### Extracted material
▼

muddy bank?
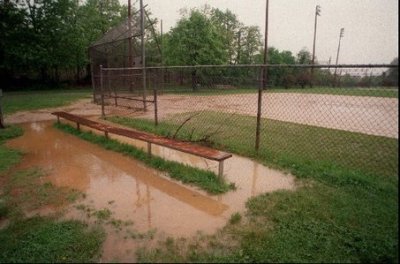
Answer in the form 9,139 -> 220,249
7,122 -> 294,261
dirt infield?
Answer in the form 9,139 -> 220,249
5,93 -> 399,138
146,93 -> 398,138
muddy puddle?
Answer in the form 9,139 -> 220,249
7,122 -> 294,261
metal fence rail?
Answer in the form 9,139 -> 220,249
94,65 -> 398,175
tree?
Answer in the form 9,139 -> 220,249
165,10 -> 227,90
296,48 -> 312,88
0,0 -> 126,87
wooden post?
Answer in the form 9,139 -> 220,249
147,142 -> 151,157
0,89 -> 5,128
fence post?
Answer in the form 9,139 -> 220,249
100,65 -> 106,118
0,89 -> 5,128
255,66 -> 265,152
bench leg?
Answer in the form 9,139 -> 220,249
218,160 -> 224,178
147,142 -> 151,157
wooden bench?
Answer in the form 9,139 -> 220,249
51,112 -> 232,177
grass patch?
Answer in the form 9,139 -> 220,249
0,168 -> 82,218
0,126 -> 23,173
107,111 -> 398,177
0,217 -> 105,263
2,90 -> 91,115
109,112 -> 398,262
0,127 -> 105,263
54,124 -> 234,194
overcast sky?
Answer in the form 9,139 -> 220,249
120,0 -> 399,64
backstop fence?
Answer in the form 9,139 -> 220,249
93,65 -> 398,175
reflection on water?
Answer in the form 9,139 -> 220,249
7,122 -> 294,260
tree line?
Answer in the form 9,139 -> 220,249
0,0 -> 398,87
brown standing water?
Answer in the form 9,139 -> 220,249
7,122 -> 294,261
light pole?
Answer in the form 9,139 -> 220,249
255,0 -> 269,152
333,28 -> 344,86
310,5 -> 321,87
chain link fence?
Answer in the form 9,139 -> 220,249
94,65 -> 398,175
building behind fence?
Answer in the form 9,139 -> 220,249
94,65 -> 398,178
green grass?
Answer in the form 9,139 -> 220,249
55,124 -> 235,194
0,217 -> 105,263
0,126 -> 105,263
108,112 -> 398,262
1,90 -> 91,115
159,87 -> 399,98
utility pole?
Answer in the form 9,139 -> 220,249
140,0 -> 147,112
128,0 -> 133,92
310,5 -> 321,87
333,28 -> 344,87
255,0 -> 269,152
262,0 -> 269,90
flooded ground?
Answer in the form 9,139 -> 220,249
7,121 -> 294,261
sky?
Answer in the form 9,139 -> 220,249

▲

### Stated problem
Rewrite all the lines above as a JSON list of strings, one string per line, with blank lines and the picture left out.

### Solution
[
  "muddy bank?",
  "Answer in the form 9,139 -> 220,249",
  "7,122 -> 294,261",
  "dirt infield?",
  "Answer in the form 9,139 -> 220,249",
  "5,93 -> 399,138",
  "146,93 -> 398,138",
  "muddy puddle?",
  "Answer in the form 9,139 -> 220,249",
  "7,122 -> 294,261",
  "metal fence rail?",
  "Answer in the form 9,139 -> 220,249",
  "94,65 -> 398,175",
  "tree?",
  "Answer in the form 9,139 -> 220,249",
  "165,10 -> 227,90",
  "296,48 -> 312,88",
  "0,0 -> 126,87",
  "wooden post?",
  "Answer in the form 9,139 -> 220,249",
  "147,142 -> 151,157",
  "0,89 -> 5,128",
  "fence post?",
  "Answer in the form 9,139 -> 220,249",
  "100,65 -> 106,118",
  "0,89 -> 5,128",
  "255,66 -> 265,152",
  "bench leg?",
  "Answer in the form 9,139 -> 220,249",
  "218,160 -> 224,178",
  "147,142 -> 151,157",
  "wooden bench?",
  "Answer in the form 9,139 -> 220,249",
  "51,112 -> 232,177",
  "grass patch?",
  "Answer in the form 9,139 -> 220,249",
  "0,168 -> 82,218",
  "0,126 -> 23,173",
  "107,111 -> 398,177",
  "0,217 -> 105,263",
  "2,90 -> 91,115",
  "109,112 -> 398,262",
  "0,127 -> 105,263",
  "54,124 -> 234,194",
  "overcast sky?",
  "Answer in the form 9,139 -> 220,249",
  "120,0 -> 399,64",
  "backstop fence?",
  "Answer in the form 9,139 -> 220,249",
  "93,65 -> 398,175",
  "reflection on water?",
  "Answer in the form 9,139 -> 220,249",
  "7,122 -> 294,260",
  "tree line?",
  "Answer in the form 9,139 -> 220,249",
  "0,0 -> 398,87",
  "brown standing water?",
  "Answer in the form 9,139 -> 220,249",
  "7,122 -> 294,261",
  "light pole?",
  "Answer in the form 9,139 -> 220,249",
  "255,0 -> 269,152",
  "333,28 -> 344,86",
  "310,5 -> 321,87",
  "chain link fence?",
  "Answer in the form 9,139 -> 220,249",
  "94,65 -> 398,175",
  "building behind fence?",
  "Answer in the form 9,139 -> 220,249",
  "94,65 -> 398,178",
  "green grass?",
  "Answer in the form 9,139 -> 220,249",
  "55,124 -> 235,194",
  "0,217 -> 105,263",
  "0,126 -> 105,263",
  "108,112 -> 398,262",
  "1,90 -> 91,115",
  "159,87 -> 399,98",
  "utility pole?",
  "Answer in the form 9,139 -> 220,249",
  "140,0 -> 147,112",
  "128,0 -> 133,92",
  "310,5 -> 321,87",
  "333,28 -> 344,87",
  "255,0 -> 269,152",
  "262,0 -> 269,90",
  "flooded ground?",
  "Answer in the form 9,139 -> 220,249",
  "7,121 -> 294,261",
  "sky?",
  "Answer in the form 9,139 -> 220,249"
]